**The request**
How many lines in the records below contain the string "shirt", with case counting? Reply with the number alone.

**Supplied material**
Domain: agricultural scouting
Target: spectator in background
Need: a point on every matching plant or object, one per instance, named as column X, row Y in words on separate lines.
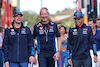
column 98, row 41
column 46, row 31
column 98, row 23
column 1, row 58
column 80, row 36
column 64, row 53
column 18, row 43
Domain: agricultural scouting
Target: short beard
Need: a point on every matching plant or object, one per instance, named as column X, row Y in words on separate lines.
column 16, row 22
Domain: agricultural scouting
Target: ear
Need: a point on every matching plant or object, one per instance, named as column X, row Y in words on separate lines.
column 13, row 18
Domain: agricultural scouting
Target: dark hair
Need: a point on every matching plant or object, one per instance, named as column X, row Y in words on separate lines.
column 64, row 28
column 44, row 8
column 97, row 19
column 1, row 28
column 92, row 19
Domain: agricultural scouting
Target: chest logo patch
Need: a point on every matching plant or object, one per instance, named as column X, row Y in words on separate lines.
column 85, row 30
column 75, row 32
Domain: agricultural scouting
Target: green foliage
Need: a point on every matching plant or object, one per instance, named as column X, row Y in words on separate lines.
column 69, row 23
column 32, row 18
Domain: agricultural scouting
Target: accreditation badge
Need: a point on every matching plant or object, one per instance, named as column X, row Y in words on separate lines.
column 75, row 32
column 41, row 31
column 85, row 30
column 23, row 31
column 12, row 32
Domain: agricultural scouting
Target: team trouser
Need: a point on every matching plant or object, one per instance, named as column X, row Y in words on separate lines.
column 23, row 64
column 1, row 59
column 46, row 60
column 62, row 59
column 98, row 62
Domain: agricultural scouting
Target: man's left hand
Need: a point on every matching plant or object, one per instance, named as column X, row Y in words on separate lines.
column 56, row 56
column 95, row 58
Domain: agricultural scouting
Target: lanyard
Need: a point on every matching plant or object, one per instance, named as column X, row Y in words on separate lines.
column 46, row 31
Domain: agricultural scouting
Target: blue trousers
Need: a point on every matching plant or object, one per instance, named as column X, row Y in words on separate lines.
column 85, row 63
column 62, row 59
column 1, row 59
column 46, row 60
column 21, row 64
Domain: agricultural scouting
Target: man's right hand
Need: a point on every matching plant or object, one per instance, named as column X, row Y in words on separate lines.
column 69, row 61
column 6, row 64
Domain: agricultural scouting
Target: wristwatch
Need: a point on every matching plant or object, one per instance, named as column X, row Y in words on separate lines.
column 59, row 51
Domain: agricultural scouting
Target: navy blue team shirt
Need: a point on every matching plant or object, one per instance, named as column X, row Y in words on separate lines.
column 52, row 32
column 80, row 38
column 97, row 39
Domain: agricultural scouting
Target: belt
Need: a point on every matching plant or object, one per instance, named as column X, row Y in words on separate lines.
column 63, row 49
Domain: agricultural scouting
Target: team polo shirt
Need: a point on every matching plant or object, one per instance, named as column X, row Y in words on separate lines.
column 46, row 34
column 97, row 39
column 80, row 38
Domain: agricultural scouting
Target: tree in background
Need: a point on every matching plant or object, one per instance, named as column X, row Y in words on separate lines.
column 69, row 23
column 32, row 18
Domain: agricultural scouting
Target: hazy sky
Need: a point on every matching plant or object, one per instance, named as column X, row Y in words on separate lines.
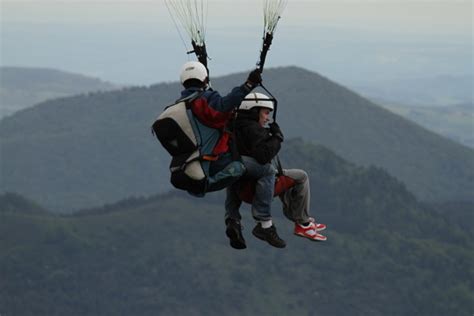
column 347, row 40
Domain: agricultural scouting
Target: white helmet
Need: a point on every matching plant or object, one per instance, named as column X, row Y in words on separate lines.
column 256, row 99
column 193, row 70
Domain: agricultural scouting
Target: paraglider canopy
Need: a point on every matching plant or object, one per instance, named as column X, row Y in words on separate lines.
column 192, row 16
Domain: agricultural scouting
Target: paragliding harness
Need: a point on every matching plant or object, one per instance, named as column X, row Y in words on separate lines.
column 189, row 137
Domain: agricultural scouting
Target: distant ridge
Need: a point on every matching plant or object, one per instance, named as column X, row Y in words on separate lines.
column 93, row 149
column 22, row 87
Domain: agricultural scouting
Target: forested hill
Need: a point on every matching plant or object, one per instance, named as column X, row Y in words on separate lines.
column 91, row 149
column 22, row 87
column 168, row 255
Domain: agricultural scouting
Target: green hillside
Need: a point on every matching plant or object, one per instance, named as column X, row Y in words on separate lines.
column 168, row 255
column 97, row 148
column 22, row 87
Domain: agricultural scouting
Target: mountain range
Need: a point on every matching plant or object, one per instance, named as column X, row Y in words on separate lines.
column 167, row 254
column 23, row 87
column 92, row 149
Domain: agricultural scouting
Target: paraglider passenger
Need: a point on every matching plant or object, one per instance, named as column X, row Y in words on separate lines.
column 258, row 146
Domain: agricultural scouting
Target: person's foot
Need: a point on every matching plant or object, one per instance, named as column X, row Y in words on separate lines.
column 234, row 232
column 269, row 235
column 310, row 231
column 319, row 226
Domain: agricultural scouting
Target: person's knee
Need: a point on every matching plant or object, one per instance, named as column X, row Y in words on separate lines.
column 269, row 170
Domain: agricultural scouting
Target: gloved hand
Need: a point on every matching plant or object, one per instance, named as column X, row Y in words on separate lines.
column 276, row 131
column 255, row 78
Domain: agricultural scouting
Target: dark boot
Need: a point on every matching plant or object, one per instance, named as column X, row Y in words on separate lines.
column 269, row 235
column 234, row 232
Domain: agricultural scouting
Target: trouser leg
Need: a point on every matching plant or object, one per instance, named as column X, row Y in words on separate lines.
column 264, row 188
column 296, row 201
column 233, row 202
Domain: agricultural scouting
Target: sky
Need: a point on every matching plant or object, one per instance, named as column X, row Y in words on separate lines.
column 136, row 42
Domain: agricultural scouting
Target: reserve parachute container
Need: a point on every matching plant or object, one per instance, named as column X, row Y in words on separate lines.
column 188, row 140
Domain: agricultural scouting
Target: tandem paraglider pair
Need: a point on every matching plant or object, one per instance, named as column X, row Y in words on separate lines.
column 226, row 142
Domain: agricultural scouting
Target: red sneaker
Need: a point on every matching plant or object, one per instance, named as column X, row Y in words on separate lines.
column 309, row 232
column 319, row 226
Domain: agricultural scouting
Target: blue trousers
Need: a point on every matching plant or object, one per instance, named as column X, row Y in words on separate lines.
column 265, row 184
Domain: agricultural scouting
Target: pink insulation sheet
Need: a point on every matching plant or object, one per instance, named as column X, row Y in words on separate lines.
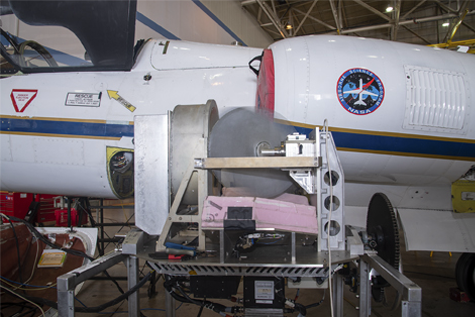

**Answer to this problem**
2